**Task prompt:** Your answer must be the records below, printed exactly.

┌────────

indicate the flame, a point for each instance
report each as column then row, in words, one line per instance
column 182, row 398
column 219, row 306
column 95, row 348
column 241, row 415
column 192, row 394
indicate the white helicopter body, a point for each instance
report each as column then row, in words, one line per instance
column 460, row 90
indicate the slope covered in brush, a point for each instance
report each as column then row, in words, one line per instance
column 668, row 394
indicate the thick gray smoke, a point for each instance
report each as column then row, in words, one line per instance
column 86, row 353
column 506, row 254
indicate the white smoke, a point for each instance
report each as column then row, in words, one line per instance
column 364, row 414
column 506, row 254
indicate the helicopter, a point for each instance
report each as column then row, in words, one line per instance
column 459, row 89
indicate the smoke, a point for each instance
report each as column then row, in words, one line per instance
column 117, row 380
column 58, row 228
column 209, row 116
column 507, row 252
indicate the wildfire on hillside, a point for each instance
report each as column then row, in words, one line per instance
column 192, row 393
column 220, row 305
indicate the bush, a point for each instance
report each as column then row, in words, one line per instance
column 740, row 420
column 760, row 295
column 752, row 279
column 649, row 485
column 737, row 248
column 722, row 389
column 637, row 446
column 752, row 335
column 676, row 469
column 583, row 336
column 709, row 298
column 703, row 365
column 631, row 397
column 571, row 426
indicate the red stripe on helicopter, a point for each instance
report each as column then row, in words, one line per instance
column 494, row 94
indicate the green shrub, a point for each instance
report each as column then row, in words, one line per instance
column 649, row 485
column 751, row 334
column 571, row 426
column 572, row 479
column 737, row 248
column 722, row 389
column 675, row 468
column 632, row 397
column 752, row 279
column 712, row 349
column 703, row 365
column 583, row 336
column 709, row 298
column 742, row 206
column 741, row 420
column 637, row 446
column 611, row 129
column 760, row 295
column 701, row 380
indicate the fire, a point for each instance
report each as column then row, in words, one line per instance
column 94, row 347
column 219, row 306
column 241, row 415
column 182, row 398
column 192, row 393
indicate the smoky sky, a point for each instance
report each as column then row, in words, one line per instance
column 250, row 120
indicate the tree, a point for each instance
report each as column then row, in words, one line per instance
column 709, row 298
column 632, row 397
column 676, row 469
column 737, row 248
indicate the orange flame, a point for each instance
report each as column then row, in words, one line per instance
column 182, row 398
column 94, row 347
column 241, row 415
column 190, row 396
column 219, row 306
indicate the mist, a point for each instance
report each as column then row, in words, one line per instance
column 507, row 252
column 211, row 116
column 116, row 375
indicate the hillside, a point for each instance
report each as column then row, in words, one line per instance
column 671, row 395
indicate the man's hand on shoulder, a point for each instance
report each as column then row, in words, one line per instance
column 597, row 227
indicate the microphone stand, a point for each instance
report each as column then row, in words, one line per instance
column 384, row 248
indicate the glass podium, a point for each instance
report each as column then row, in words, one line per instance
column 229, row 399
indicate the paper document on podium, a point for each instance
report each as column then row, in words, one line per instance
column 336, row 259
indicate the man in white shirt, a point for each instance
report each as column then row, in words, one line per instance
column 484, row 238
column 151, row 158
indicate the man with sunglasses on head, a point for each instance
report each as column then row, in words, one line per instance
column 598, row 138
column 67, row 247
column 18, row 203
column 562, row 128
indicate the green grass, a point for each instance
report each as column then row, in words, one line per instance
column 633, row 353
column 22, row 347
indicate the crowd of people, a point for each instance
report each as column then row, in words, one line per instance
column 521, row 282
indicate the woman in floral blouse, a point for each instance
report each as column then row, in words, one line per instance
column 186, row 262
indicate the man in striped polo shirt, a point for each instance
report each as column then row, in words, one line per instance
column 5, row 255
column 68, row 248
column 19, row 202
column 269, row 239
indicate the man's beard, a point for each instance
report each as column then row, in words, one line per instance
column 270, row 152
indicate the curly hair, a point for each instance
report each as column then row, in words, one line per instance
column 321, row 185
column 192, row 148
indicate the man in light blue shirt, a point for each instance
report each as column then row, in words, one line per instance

└────────

**The answer:**
indicate the flame, a point for each instance
report each as column then row, in words, one line per instance
column 182, row 398
column 219, row 306
column 95, row 348
column 241, row 415
column 192, row 394
indicate the white helicopter body, a point for each instance
report each as column then row, in words, one line per instance
column 460, row 90
indicate the slope covered in brush, a point for each instance
report each as column then row, in words, one line per instance
column 668, row 394
indicate the thick gray smoke, a point for each instance
report each as column then row, in words, one line per instance
column 86, row 353
column 506, row 254
indicate the white smoke, a point for each instance
report each as column then row, in words, one line per instance
column 364, row 414
column 506, row 254
indicate the helicopter, a point for each instance
report each as column then row, in words, one line per instance
column 459, row 89
indicate the smoke, a point for each instance
report each as column then row, in words, one line per instance
column 117, row 380
column 58, row 228
column 209, row 116
column 507, row 252
indicate the wildfire on hillside, a point for each instance
report each as column then row, in words, one line per instance
column 192, row 393
column 220, row 305
indicate the bush, a point for each instance
report each as column then row, in words, one line per instance
column 740, row 420
column 760, row 295
column 752, row 279
column 649, row 485
column 737, row 248
column 722, row 389
column 637, row 446
column 752, row 335
column 676, row 469
column 583, row 336
column 709, row 298
column 703, row 365
column 631, row 397
column 571, row 426
indicate the red stripe on helicopter, a point for each instance
report each as column then row, in words, one line per instance
column 494, row 94
indicate the green shrub, a point for each instance
report each as column then row, in words, one line per instance
column 649, row 485
column 751, row 334
column 571, row 426
column 572, row 479
column 737, row 248
column 722, row 389
column 675, row 468
column 632, row 397
column 752, row 279
column 712, row 349
column 703, row 365
column 583, row 336
column 709, row 298
column 742, row 206
column 741, row 420
column 637, row 446
column 611, row 129
column 760, row 295
column 701, row 380
indicate the fire, a point for each instance
report each as column then row, in words, one line per instance
column 94, row 347
column 219, row 306
column 241, row 415
column 182, row 398
column 192, row 393
indicate the smoky sky, a point for each instance
report each as column then row, in words, one line per instance
column 250, row 120
indicate the tree, a point for each instance
report each as column then row, in words, one line per instance
column 709, row 298
column 632, row 397
column 676, row 469
column 737, row 248
indicate the orange flame, a point for each instance
report each as column then row, in words, one line per instance
column 182, row 398
column 94, row 347
column 241, row 415
column 190, row 396
column 219, row 306
indicate the mist, a point for each instance
report each as column then row, in words, one line per instance
column 507, row 252
column 211, row 116
column 116, row 375
indicate the hillside, a point for each instance
report each as column then row, in words, one line per instance
column 671, row 395
indicate the man's hand on shoulder, a point for each instance
report each as column then row, in words, one line per instance
column 597, row 227
indicate the microphone stand, a point for each instance
report each as column then row, in words, one line per instance
column 384, row 248
indicate the glass podium, a point for each instance
report each as column then row, in words, one line per instance
column 229, row 399
indicate the paper document on podium, a point for each instance
report each as column then row, in words, one line per instance
column 336, row 259
indicate the man in white shirt, a point for each instance
report each as column then row, in words, one line per instance
column 484, row 238
column 151, row 158
indicate the man with sunglasses on head, a point for each instance
report each as column then row, in words, one line per instance
column 598, row 138
column 67, row 247
column 18, row 203
column 562, row 128
indicate the green grass, a point for each instance
report each as column then row, in words, one line per instance
column 633, row 353
column 22, row 347
indicate the crowd of people, a point for each instance
report each as column then row, in words, one line per instance
column 521, row 282
indicate the woman in floral blouse, a point for each instance
report each as column then row, in words, one line per instance
column 186, row 262
indicate the man in striped polo shirt, a point for each instance
report each as column then row, in words, one line per instance
column 5, row 255
column 68, row 248
column 19, row 202
column 269, row 239
indicate the man's beard, a point for each instance
report each as column then row, in words, one line per instance
column 270, row 152
indicate the curly hair, a point for each instance
report each as column then row, in words, one line per instance
column 321, row 185
column 192, row 148
indicate the man in light blue shirt, a point for each instance
report each as column then row, in words, one line per instance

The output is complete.